[Start of section]
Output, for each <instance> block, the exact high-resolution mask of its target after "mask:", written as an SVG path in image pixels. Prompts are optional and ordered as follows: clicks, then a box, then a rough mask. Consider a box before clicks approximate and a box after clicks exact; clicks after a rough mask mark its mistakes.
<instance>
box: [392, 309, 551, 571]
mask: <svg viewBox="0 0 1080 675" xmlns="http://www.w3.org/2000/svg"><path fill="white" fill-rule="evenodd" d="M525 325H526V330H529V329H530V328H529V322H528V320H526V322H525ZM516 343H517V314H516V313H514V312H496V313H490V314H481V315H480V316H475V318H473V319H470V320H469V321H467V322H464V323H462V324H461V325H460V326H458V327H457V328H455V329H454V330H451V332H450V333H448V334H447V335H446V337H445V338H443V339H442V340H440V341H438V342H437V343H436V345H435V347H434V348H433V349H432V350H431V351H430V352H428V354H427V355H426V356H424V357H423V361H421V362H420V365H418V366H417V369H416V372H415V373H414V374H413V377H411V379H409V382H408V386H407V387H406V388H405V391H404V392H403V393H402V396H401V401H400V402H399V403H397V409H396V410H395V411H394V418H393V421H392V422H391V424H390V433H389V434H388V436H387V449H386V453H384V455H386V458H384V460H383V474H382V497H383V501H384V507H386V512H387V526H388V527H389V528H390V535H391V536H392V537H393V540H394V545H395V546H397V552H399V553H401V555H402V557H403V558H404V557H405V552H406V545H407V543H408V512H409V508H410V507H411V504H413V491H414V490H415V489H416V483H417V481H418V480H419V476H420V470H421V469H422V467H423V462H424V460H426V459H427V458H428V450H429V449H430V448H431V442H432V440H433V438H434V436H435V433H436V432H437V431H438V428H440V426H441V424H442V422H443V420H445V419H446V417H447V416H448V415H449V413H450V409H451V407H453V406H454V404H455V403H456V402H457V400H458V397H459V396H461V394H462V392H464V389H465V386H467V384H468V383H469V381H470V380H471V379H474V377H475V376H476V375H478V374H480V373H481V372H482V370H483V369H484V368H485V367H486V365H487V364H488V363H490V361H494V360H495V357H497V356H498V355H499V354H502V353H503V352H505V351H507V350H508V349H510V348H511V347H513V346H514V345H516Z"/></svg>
[End of section]
[Start of section]
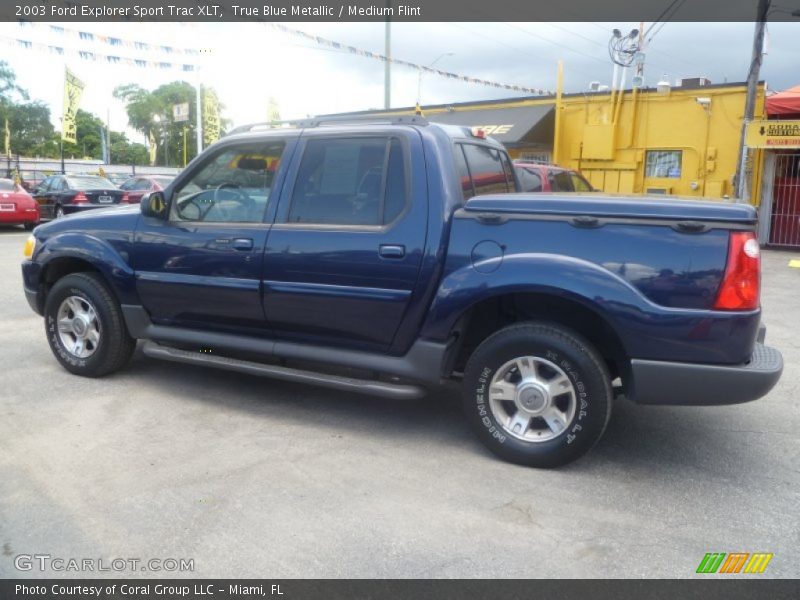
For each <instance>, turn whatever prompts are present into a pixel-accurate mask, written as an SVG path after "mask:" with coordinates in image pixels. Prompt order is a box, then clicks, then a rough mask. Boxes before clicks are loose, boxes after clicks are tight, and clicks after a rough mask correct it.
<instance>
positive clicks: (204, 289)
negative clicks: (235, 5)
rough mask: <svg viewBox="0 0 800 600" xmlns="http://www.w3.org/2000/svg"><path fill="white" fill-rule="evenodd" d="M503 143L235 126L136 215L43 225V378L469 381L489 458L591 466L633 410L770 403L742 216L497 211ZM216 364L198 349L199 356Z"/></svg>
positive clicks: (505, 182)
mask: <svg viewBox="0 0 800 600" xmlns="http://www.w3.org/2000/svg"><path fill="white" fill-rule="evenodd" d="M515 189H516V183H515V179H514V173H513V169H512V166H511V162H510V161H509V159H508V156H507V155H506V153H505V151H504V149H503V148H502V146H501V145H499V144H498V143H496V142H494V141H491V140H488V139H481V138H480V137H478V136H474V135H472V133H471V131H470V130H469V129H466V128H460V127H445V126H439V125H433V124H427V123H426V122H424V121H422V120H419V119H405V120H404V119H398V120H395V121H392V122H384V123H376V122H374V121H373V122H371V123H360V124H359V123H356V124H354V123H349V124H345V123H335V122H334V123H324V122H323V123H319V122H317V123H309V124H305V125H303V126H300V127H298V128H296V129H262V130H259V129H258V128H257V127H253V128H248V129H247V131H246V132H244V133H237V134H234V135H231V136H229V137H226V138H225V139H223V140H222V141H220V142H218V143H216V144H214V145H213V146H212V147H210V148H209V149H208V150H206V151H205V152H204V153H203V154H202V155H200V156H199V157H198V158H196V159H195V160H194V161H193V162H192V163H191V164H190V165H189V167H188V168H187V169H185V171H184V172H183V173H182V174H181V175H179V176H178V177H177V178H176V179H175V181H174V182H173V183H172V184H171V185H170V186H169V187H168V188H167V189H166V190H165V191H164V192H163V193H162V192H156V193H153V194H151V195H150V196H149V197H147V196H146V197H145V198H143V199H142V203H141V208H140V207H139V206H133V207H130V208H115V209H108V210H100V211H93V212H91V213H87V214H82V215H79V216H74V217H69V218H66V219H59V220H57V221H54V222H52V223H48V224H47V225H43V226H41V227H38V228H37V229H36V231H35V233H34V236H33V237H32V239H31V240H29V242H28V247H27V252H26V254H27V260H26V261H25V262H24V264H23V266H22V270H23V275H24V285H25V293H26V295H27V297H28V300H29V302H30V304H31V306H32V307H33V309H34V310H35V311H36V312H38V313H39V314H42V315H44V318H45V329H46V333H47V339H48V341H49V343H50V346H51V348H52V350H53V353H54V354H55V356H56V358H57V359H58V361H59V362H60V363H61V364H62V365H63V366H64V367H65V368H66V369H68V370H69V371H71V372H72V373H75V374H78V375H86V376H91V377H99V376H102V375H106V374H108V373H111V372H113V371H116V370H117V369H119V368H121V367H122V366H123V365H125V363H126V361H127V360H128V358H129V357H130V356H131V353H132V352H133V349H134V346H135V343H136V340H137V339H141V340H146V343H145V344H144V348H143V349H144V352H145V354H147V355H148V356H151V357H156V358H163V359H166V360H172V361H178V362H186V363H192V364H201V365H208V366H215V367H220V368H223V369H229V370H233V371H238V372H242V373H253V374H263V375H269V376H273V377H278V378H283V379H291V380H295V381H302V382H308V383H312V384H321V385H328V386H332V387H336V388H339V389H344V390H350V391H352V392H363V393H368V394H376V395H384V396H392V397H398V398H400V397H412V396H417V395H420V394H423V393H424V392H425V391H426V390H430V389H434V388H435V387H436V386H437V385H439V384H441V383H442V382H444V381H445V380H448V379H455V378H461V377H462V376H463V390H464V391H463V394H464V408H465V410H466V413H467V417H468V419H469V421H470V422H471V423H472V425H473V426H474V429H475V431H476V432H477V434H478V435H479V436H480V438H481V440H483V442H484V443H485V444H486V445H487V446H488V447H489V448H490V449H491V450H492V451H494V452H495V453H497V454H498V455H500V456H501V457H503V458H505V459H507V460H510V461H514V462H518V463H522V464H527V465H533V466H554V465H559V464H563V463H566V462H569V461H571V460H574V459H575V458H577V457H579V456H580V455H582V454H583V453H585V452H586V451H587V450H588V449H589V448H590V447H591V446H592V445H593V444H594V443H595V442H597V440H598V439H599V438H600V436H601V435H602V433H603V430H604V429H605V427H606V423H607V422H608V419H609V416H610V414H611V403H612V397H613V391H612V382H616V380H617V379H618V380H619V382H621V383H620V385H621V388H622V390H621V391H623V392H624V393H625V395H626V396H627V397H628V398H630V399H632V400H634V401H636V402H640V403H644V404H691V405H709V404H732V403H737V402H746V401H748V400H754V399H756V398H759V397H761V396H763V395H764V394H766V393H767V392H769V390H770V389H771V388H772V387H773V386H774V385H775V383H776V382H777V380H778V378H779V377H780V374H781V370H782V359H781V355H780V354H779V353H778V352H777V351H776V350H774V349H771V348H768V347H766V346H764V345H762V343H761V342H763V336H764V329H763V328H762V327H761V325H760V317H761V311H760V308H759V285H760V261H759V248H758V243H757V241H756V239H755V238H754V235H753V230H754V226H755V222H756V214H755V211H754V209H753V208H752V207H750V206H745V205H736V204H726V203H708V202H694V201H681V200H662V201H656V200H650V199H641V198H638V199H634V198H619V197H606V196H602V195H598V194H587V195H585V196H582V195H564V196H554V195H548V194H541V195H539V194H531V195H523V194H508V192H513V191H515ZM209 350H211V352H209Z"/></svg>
[End of section]
--- Job ---
Update the listing from the line with "For each <instance>, turn" up to and including the line with "positive clicks: (505, 182)", putting "negative points" wherever "negative clicks" appears and leaving everything else unchanged.

--- Answer to the problem ---
For each <instance>, turn whatever prompts are present into a pixel-accurate mask, written as an SVG path after "mask:" with coordinates in image pixels. Prompt order is a box, then clicks, then a rough mask. Boxes before clicks are loose, boxes after clicks are tight, and clicks after a rough mask correct it.
<instance>
positive clicks: (204, 289)
negative points: (235, 5)
rough mask: <svg viewBox="0 0 800 600" xmlns="http://www.w3.org/2000/svg"><path fill="white" fill-rule="evenodd" d="M503 143L235 126L136 215L43 225V378L469 381L489 458L591 466L633 410L770 403L742 216L497 211ZM216 364L198 349L199 356Z"/></svg>
positive clicks: (505, 182)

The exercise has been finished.